## REQUIREMENT
What follows is a set of entries. Repeat them exactly, but not their pictures.

## RECORD EXCERPTS
•••
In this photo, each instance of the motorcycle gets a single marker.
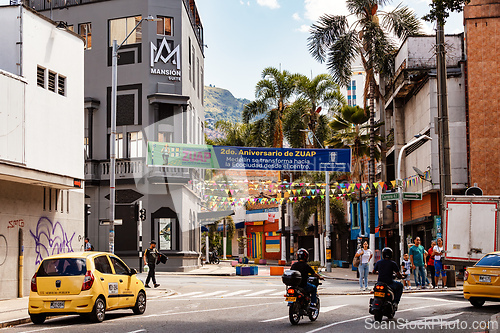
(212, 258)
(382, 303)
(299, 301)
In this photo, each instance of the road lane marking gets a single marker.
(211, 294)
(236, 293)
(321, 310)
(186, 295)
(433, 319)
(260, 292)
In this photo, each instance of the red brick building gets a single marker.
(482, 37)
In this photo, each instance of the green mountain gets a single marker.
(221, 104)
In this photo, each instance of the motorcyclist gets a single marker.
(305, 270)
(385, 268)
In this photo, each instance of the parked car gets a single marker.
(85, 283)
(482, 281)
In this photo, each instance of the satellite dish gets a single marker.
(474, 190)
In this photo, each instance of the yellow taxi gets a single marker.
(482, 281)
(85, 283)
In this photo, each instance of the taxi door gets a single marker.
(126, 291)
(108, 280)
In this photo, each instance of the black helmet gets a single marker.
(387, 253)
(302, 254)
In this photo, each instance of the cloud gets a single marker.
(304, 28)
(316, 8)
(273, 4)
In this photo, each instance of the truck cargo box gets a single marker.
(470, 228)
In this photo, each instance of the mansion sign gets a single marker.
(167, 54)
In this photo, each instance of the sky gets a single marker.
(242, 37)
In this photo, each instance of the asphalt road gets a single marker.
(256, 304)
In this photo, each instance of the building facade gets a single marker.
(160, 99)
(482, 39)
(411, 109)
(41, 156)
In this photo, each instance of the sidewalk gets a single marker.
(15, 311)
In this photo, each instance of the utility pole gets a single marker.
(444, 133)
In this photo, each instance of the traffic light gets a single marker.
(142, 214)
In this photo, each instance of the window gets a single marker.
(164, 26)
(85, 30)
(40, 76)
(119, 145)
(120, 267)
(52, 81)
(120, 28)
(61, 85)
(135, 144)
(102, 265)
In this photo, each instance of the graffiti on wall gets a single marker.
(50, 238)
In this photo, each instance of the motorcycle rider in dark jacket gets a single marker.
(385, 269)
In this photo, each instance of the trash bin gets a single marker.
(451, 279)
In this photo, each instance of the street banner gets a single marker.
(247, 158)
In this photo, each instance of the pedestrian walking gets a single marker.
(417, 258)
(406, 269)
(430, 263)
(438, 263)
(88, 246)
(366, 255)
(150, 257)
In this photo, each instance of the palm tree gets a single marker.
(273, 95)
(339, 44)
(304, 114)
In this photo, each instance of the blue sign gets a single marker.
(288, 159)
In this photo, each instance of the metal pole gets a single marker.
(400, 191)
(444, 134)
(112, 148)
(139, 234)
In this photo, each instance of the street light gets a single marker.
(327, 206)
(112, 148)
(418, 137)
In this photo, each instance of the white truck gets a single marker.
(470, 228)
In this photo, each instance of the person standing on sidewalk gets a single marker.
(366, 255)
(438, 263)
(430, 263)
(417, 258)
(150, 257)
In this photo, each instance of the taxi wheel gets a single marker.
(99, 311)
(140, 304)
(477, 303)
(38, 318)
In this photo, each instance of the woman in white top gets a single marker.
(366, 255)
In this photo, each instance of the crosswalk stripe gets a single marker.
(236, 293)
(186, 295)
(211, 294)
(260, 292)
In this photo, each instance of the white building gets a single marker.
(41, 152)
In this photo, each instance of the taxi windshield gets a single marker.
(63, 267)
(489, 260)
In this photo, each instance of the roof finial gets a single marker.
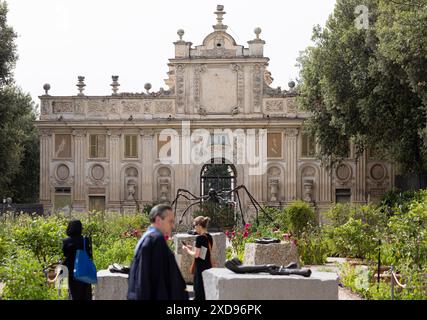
•••
## FINISHED TASK
In this photo, each instance of the motorcycle gets a single marker.
(212, 258)
(382, 303)
(299, 301)
In this photo, each instance of the road lane marking gets a single marker.
(211, 294)
(236, 293)
(321, 310)
(186, 295)
(433, 319)
(260, 292)
In this photo, each instance of the red brick building gets a single marker.
(482, 37)
In this photo, each instance of the green mountain gets a single marker.
(221, 104)
In this photo, each instance of the motorcyclist gets a single marker.
(305, 270)
(385, 268)
In this photo, each instance of the parked car gets a single marker.
(85, 283)
(482, 281)
In this photo, each instance of the satellite dish gets a single marker.
(474, 190)
In this photo, each instance of the yellow taxi gets a single marker.
(482, 281)
(85, 283)
In this photo, each instance of the taxi door gets a single marker.
(126, 291)
(108, 280)
In this photo, each instance of the black helmet gets a single marker.
(387, 253)
(302, 254)
In this photo, each instance of the cloud gets a single marker.
(304, 28)
(316, 8)
(273, 4)
In this photo, each instance of the truck cargo box gets a single marker.
(470, 228)
In this photo, each instance of the mansion sign gets a single marker.
(167, 54)
In this photo, each instance of the sky gets a single marker.
(242, 37)
In this photo, each instance of the asphalt road gets a single marker.
(256, 304)
In this photo, each instance of the building facade gets a single marker.
(160, 99)
(482, 39)
(411, 109)
(41, 156)
In this photo, each instance of the sidewalk gets a single marker.
(15, 311)
In this photo, each instance of the utility pole gets a single marker.
(444, 133)
In this photo, each instance of the traffic light gets a single marker.
(142, 214)
In this photo, each instance of the window gets a single marker.
(164, 26)
(85, 30)
(40, 76)
(119, 145)
(120, 267)
(52, 81)
(120, 28)
(61, 85)
(135, 144)
(102, 265)
In this photo, each instance of the graffiti on wall gets a single marker.
(50, 238)
In this photo, each instance of the motorcycle rider in dark jacket gets a single marker.
(385, 269)
In this photo, each instance of the trash bin gets a single marker.
(451, 279)
In this photo, each instance of the street banner gets a single marker.
(247, 158)
In this photo, each instance of the pedestrian walking gets a single marker.
(417, 258)
(406, 269)
(430, 263)
(438, 263)
(88, 246)
(366, 255)
(150, 257)
In this photo, each instance of the palm tree gets a single marker.
(273, 95)
(339, 44)
(304, 114)
In this photo, each instance of the blue sign gets a single marker.
(288, 159)
In this photo, each instance of the metal pole gets a single marker.
(400, 191)
(444, 134)
(112, 148)
(139, 234)
In this photo, each instance of the street light gets a single marker.
(327, 206)
(112, 148)
(418, 137)
In this photo, each instance of the white truck gets a single marker.
(470, 228)
In this photo, each instance of the person standing on sidewalk gets a single marker.
(366, 255)
(438, 263)
(430, 263)
(417, 258)
(150, 257)
In this photo, each instance of the taxi wheel gets a single marker.
(99, 311)
(140, 304)
(477, 303)
(38, 318)
In this photo, each instance of the woman in white top gets a single marker.
(366, 255)
In this photo, each instance of the crosswalk stripe gets a single marker.
(236, 293)
(186, 295)
(211, 294)
(260, 292)
In this photo, each instance of the white building gets a single marker.
(41, 152)
In this photo, each instance of the taxi windshield gets a single marker.
(63, 267)
(489, 260)
In this photo, each instance of the roof finial gets a single marker.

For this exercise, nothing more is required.